Excerpt
Event

  • 18Dec

    From The Lucifer Effect To The Saint George Effect In Corrupt And Ineficient Institutions Of Criminal Law - Professor Dr. Enrique Cáceres Nieto, University of UNAM, Mexico
    Joseph Bell Centre and SCRIPT Joint Seminar

  • Event Starts: 18th Dec 2017 4:00pm
    Event Ends: 18th Dec 2017 6:00pm
    Location: Neil MacCormick Room, David Hume Tower
    Contact Email: law.events@ed.ac.uk
    Description:

     

    Joseph Bell Centre and SCRIPT joint seminar


    From The Lucifer Effect to The Saint George Effect In Corrupt And Ineficient Institutions Of Criminal Law


    Professor Dr. Enrique Cáceres Nieto, University of UNAM, Mexico



    Abstract


    Complexity Sciences are producing a revolutionary effect in diverse disciplines: physics, biology, chemistry and social sciences, and the law seems to be absent to this transdisciplinary revolution. However, some researchers around the world have started to shown interest in the epistemic intersection between law and complexity, particularly at the United States of America, Brazil and México.

Record excerpts
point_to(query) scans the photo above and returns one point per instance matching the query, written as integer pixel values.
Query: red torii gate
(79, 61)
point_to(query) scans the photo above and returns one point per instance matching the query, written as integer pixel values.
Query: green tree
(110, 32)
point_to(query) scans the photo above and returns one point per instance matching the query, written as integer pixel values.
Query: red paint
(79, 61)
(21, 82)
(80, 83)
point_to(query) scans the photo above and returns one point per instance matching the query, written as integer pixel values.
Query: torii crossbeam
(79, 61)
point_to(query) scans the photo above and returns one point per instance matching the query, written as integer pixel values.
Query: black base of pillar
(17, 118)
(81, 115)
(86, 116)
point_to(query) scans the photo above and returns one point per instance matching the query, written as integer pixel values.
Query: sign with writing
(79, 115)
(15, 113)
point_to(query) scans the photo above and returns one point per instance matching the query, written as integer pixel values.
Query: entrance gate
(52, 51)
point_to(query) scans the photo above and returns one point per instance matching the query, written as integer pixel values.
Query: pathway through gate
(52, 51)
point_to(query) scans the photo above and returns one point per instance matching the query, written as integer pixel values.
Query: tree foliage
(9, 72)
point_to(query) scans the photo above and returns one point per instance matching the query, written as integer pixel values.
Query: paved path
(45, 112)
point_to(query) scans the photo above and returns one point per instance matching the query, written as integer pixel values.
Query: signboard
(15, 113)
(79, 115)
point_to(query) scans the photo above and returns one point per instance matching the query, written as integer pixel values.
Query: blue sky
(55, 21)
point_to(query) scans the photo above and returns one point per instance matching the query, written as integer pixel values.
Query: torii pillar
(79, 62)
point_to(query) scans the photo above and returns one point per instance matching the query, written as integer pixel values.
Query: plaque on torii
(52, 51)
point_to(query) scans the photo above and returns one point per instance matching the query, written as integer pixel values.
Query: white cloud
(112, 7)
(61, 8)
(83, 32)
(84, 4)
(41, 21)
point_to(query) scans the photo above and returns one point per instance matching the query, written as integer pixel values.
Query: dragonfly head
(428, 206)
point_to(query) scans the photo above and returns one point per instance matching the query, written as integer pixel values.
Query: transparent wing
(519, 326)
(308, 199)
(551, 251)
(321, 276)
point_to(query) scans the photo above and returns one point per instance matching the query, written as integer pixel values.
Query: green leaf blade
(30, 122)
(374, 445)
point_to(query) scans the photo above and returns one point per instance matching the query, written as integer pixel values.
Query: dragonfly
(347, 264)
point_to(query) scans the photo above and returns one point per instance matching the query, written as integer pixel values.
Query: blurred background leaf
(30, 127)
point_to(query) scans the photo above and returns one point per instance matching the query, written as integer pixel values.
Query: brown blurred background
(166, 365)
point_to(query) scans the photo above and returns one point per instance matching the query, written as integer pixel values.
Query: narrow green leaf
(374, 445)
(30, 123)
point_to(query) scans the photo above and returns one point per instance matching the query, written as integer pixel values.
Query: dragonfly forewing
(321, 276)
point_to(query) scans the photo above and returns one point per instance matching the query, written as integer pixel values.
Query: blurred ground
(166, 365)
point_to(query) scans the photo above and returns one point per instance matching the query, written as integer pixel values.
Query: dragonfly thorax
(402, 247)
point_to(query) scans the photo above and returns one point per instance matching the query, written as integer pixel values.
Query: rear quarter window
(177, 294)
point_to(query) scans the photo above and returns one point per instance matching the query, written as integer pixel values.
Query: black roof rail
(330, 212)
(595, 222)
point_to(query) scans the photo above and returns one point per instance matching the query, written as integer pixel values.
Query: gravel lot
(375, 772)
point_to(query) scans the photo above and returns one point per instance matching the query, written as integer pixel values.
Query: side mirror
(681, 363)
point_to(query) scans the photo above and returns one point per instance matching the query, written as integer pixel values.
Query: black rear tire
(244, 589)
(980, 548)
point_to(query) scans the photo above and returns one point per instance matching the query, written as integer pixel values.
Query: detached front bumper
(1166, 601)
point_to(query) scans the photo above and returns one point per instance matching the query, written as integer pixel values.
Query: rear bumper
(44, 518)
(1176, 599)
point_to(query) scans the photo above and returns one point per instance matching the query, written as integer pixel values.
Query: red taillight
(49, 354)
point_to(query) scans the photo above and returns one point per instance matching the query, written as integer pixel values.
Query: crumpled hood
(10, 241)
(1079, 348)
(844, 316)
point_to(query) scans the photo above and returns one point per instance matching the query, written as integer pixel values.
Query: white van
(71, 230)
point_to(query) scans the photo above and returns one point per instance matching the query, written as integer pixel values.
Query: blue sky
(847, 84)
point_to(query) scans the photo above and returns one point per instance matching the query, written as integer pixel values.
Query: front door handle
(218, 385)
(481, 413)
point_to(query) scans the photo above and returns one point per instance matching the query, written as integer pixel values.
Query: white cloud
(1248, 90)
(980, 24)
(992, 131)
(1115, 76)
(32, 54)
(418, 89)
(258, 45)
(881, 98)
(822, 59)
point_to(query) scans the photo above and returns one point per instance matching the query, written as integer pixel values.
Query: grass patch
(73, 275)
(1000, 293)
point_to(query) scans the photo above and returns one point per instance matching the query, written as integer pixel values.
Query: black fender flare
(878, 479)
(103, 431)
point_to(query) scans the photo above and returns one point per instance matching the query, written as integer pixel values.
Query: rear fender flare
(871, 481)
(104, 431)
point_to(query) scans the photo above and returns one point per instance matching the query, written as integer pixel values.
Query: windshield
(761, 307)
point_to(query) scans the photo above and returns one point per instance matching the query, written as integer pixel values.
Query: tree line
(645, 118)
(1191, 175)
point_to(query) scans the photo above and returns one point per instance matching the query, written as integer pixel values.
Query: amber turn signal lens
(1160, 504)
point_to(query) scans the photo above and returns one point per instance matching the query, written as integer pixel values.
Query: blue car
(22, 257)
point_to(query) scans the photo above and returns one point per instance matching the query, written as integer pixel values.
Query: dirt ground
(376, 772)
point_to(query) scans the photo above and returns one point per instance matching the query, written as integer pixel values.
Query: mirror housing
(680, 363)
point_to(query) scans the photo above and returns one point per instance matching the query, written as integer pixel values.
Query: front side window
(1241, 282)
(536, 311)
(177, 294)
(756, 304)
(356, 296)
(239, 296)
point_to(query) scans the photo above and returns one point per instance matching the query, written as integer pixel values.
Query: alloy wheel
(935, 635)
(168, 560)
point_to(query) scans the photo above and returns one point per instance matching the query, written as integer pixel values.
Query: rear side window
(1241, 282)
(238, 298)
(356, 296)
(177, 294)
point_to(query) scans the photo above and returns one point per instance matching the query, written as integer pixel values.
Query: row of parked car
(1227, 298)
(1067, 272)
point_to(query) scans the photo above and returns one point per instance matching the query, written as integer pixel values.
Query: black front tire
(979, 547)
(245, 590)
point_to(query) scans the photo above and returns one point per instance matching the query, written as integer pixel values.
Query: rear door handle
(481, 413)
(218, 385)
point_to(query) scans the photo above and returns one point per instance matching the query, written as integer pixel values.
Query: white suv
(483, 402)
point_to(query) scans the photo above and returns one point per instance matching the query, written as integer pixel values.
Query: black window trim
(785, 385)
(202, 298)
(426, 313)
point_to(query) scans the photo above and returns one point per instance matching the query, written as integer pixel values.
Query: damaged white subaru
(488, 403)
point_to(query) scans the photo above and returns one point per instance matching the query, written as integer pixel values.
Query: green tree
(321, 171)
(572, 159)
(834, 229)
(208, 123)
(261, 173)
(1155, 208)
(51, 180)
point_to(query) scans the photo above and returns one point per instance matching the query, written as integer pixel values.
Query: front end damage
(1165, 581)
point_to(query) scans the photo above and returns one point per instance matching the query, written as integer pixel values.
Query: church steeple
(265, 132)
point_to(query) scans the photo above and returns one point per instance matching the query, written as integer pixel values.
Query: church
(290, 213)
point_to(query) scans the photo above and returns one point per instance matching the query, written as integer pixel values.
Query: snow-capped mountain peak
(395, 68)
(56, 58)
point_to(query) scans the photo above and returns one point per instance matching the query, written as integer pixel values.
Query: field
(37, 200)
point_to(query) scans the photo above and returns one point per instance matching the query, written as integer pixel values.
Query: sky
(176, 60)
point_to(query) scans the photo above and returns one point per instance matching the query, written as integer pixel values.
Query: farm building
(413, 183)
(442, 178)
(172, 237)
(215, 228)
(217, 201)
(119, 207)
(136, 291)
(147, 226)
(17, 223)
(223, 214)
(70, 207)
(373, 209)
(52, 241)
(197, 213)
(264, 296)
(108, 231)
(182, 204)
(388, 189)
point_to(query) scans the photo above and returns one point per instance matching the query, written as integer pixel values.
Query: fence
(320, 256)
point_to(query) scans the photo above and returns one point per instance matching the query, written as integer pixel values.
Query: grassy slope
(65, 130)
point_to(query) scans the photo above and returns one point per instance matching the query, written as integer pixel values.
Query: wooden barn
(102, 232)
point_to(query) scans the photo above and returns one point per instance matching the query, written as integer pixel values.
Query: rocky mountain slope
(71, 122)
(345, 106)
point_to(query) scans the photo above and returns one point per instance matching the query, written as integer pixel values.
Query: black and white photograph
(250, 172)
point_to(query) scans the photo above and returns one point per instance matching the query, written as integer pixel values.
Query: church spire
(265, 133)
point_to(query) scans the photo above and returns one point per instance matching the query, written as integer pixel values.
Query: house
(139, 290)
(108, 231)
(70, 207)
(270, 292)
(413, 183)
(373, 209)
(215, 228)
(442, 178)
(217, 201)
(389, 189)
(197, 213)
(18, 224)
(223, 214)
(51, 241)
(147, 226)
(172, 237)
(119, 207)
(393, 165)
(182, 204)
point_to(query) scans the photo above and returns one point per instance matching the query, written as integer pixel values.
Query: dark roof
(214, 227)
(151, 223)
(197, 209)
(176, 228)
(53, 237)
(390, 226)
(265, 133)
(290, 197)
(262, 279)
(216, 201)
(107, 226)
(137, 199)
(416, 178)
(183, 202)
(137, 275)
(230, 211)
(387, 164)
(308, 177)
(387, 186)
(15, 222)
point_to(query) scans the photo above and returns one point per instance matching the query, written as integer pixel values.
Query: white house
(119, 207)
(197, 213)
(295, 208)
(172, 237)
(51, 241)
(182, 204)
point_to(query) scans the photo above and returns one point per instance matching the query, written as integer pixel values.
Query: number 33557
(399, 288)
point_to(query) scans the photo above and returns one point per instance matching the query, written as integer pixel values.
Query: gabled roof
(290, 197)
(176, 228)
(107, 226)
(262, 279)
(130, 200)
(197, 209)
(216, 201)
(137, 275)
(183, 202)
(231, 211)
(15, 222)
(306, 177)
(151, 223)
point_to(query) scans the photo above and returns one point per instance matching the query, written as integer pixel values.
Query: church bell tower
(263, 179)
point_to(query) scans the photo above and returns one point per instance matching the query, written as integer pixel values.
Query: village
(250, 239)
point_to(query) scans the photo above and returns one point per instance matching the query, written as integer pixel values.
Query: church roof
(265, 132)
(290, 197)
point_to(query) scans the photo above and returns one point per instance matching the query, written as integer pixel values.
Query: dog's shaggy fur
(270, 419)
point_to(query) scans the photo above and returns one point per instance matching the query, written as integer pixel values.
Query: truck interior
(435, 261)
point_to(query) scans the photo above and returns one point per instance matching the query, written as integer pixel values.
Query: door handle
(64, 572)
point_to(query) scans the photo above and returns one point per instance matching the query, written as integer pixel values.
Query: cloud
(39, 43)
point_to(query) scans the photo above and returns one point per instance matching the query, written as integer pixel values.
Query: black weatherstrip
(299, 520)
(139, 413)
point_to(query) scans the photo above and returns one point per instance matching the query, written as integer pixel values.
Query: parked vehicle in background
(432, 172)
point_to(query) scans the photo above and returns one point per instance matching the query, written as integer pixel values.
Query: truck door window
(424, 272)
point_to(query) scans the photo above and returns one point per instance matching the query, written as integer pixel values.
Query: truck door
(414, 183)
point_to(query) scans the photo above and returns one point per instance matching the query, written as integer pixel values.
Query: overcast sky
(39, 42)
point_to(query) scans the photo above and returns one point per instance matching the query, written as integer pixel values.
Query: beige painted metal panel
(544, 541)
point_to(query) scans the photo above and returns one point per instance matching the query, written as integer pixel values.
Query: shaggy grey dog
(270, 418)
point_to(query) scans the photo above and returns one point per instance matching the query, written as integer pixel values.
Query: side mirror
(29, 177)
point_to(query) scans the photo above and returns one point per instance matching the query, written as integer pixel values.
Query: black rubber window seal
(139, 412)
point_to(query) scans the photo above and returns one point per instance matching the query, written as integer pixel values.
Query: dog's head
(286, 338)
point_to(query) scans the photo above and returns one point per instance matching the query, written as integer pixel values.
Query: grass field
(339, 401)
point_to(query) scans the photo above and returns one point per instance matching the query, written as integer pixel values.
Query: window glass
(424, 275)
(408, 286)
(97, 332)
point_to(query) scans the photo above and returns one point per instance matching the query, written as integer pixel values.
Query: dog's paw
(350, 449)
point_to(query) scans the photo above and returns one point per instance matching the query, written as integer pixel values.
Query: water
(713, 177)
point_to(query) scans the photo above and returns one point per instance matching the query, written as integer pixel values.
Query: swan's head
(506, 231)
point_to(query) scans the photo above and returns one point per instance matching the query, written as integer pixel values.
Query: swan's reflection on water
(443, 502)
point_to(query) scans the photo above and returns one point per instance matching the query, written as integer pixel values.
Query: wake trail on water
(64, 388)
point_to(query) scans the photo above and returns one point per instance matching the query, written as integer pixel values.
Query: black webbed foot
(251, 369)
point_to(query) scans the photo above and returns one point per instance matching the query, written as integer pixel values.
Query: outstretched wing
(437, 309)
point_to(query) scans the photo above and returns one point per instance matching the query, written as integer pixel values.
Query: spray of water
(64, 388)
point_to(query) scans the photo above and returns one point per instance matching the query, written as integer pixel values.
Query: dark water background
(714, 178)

Brief
Say whether each statement agrees with the seminar listing, answering yes or no and quoting the words that decide it. 1. The seminar ends at 6:00pm. 2. The seminar takes place in the main lecture hall of the David Hume Tower. 3. The abstract places the law at the center of the transdisciplinary revolution.

Exercise output
1. Yes: "Event Ends: 18th Dec 2017 6:00pm"
2. No: "Location: Neil MacCormick Room, David Hume Tower"
3. No: "the law seems to be absent to this transdisciplinary revolution"